===== Records provided

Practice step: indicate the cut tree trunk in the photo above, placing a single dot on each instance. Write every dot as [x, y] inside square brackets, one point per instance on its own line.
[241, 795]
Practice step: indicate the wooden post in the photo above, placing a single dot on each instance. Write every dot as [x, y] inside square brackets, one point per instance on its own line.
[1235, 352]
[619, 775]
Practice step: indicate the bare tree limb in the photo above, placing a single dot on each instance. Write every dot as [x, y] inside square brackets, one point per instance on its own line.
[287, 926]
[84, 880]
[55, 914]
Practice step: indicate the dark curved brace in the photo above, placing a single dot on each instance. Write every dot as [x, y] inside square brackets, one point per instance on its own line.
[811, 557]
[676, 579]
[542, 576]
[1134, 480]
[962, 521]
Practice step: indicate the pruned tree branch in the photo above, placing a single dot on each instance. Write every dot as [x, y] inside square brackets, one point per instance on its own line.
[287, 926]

==========

What the task asks
Please reproduce, word for word, the lines of the records from the one containing "Practice step: indicate the pruned" through the end of the records, both included.

Response below
Practice step: indicate the pruned tree branch in the photo above, placing a single dot on each instance. Write every dot as [x, y] inside square brackets, one point per instance on its own line.
[287, 926]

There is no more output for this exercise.